Dataset records on object pointing
· · · · · · ·
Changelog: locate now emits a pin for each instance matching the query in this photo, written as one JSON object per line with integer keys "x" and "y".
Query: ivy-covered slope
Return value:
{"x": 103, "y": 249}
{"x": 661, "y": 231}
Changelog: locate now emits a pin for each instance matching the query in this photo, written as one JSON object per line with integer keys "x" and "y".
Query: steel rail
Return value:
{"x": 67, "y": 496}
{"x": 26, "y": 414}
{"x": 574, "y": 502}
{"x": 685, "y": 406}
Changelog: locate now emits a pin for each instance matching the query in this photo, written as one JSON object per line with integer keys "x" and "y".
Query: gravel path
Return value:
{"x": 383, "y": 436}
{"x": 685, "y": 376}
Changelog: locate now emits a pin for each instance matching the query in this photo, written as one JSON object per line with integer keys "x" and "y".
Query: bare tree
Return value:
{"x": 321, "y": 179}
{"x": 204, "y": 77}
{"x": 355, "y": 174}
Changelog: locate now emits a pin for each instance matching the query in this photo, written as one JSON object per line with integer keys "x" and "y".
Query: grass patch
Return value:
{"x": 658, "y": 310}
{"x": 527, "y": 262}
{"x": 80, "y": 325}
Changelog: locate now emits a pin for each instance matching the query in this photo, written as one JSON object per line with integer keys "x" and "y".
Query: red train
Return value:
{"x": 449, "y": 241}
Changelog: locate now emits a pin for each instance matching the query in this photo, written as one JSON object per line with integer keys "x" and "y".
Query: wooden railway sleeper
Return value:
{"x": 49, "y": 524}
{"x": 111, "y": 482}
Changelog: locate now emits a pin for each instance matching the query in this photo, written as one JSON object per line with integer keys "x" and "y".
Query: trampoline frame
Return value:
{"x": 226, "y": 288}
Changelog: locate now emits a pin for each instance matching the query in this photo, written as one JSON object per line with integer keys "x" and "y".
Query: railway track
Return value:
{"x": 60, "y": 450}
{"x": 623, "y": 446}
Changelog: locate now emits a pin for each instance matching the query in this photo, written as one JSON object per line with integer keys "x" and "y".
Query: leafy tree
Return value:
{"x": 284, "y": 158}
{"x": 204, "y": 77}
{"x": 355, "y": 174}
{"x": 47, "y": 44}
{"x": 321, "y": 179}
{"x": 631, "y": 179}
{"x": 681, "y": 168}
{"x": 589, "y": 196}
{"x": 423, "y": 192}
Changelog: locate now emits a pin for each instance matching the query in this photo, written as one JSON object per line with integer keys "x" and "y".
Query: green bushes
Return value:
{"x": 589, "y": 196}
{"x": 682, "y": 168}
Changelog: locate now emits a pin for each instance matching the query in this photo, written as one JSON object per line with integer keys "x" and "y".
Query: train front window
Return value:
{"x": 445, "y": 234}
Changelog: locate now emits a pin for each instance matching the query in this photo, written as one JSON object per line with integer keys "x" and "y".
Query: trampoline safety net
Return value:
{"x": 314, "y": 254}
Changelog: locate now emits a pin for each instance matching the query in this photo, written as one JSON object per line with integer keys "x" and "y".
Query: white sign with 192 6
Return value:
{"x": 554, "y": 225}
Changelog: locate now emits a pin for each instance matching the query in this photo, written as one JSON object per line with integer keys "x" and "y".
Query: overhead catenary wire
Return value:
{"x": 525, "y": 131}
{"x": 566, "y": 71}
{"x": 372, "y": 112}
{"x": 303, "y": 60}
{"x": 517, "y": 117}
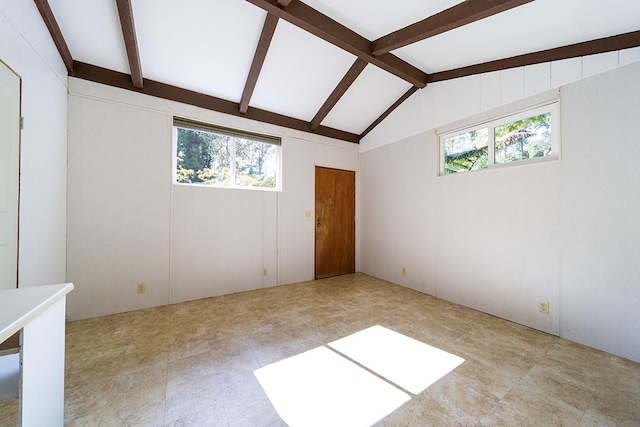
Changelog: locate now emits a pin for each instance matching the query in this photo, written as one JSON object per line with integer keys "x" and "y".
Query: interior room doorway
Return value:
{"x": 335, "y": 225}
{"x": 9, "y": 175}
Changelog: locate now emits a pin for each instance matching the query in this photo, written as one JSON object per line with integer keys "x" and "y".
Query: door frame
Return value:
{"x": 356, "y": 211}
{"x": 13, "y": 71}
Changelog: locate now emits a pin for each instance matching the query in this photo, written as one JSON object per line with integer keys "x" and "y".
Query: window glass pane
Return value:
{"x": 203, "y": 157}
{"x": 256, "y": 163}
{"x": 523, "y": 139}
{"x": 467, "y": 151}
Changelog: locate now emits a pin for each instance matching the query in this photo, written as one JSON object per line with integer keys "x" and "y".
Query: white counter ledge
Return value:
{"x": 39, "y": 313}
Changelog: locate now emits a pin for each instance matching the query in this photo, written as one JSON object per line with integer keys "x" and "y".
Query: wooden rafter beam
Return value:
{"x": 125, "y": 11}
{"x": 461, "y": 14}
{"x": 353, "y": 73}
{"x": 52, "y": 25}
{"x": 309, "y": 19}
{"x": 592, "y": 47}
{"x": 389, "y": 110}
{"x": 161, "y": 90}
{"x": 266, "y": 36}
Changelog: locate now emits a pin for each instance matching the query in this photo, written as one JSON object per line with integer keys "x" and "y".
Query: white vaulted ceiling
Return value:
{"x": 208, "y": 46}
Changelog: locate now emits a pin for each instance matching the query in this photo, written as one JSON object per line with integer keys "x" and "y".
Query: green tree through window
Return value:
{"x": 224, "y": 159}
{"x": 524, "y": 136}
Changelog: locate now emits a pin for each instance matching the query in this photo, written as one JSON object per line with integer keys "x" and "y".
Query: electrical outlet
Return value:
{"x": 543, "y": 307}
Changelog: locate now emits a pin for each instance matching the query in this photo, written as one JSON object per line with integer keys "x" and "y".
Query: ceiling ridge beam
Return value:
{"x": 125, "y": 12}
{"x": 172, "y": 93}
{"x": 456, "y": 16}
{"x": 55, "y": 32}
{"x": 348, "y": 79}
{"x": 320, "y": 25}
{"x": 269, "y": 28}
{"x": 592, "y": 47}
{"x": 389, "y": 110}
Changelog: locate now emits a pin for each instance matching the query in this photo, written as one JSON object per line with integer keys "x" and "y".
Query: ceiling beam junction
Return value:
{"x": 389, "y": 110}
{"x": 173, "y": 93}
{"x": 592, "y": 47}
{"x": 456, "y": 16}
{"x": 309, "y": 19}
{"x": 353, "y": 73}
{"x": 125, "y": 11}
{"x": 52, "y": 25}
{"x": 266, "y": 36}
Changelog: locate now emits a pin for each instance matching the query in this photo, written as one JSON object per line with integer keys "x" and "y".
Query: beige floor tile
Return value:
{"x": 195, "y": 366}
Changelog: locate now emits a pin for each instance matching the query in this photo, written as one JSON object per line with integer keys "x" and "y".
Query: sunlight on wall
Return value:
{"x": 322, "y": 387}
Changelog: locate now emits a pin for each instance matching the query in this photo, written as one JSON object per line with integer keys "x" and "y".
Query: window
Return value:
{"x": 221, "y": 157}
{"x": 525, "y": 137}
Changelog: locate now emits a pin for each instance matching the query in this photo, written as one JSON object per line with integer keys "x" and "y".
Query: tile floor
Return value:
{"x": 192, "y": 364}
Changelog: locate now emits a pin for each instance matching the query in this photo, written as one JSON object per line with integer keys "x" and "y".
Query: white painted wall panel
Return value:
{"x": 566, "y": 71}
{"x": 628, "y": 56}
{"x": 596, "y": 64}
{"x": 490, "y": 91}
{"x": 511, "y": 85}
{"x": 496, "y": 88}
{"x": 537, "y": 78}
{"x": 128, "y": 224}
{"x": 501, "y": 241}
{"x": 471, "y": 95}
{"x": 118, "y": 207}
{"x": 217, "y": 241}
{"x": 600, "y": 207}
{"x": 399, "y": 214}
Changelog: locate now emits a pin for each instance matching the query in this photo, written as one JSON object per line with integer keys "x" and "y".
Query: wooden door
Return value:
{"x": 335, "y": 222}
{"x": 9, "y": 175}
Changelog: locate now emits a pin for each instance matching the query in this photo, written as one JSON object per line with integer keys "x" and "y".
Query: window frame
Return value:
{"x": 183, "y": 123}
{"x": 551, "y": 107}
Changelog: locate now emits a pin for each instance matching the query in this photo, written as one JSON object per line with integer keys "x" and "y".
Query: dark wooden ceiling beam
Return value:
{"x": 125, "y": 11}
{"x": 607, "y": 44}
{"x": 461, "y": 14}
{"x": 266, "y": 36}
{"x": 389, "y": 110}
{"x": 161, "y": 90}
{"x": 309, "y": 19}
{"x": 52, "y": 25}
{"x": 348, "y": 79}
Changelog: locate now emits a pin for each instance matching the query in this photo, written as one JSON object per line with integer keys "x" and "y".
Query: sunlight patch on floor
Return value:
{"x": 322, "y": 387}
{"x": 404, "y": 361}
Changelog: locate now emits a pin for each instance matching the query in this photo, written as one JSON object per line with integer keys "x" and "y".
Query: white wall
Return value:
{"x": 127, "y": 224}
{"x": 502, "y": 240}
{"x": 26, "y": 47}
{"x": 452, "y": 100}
· · · · · · ·
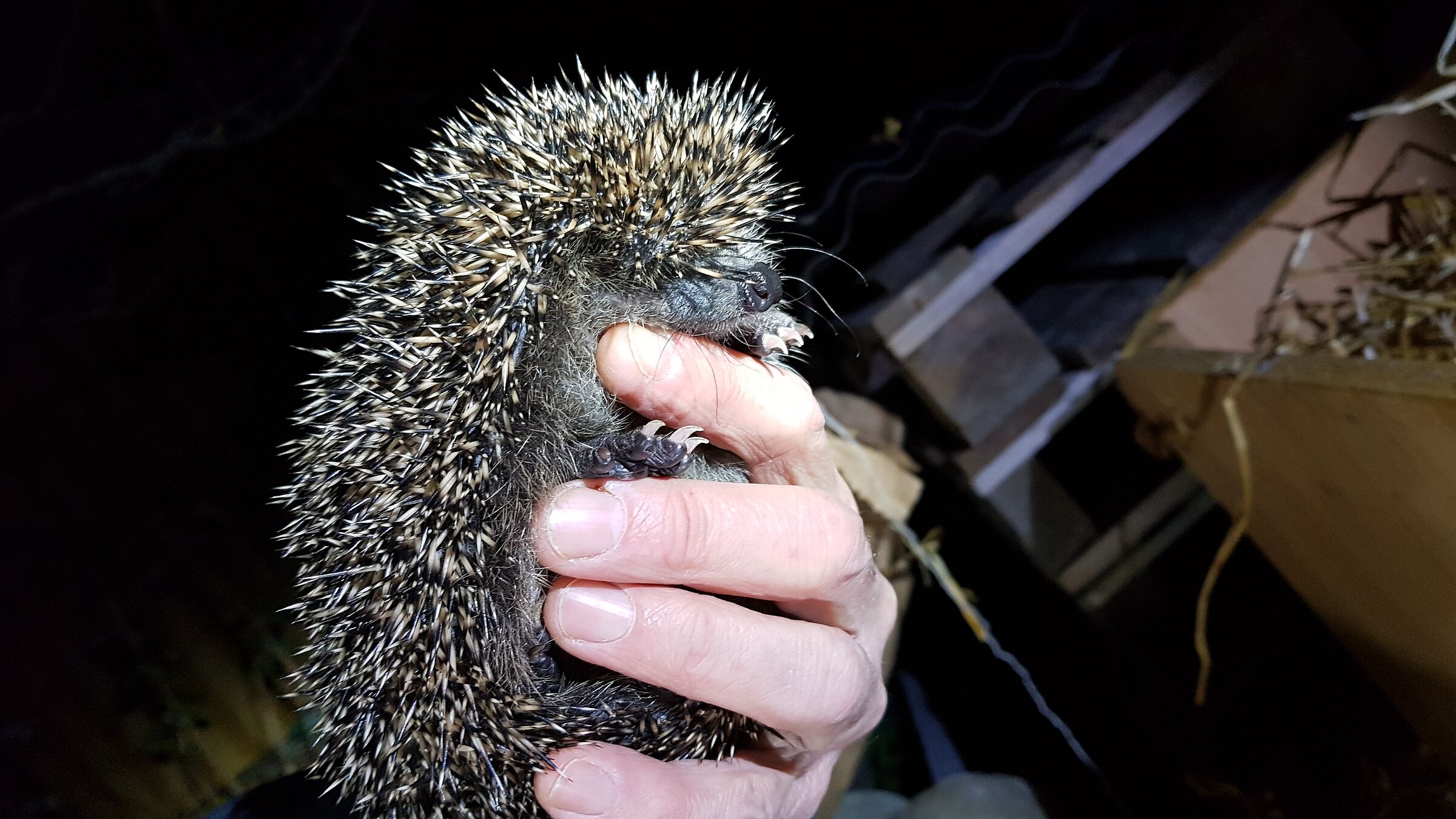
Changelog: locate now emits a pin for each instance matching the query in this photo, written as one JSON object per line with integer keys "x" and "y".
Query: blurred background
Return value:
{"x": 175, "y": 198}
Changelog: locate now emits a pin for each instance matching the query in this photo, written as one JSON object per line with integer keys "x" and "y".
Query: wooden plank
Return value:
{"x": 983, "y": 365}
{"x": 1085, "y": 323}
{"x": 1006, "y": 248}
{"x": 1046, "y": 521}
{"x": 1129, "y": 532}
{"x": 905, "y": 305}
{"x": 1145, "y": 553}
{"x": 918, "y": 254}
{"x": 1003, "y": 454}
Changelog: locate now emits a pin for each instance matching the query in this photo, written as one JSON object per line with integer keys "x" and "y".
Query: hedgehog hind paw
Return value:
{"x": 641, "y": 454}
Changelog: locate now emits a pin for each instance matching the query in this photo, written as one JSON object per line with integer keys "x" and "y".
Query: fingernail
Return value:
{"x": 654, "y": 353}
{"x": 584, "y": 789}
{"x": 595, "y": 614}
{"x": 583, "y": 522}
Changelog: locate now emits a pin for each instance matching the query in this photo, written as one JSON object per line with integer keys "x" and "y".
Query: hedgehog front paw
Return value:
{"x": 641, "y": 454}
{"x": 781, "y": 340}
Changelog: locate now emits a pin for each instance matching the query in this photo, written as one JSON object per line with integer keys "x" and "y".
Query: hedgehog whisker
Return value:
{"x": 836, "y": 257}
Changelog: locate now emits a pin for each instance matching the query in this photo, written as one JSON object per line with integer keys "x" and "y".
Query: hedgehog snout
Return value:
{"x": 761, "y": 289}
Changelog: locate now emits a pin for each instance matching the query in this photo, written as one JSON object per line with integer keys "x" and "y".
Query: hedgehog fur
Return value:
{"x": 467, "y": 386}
· · · · · · ·
_Problem description_.
Count the lines in the records above that contain the string "green", treating uppercase and lowercase as different. Give only the number.

_Full answer_.
2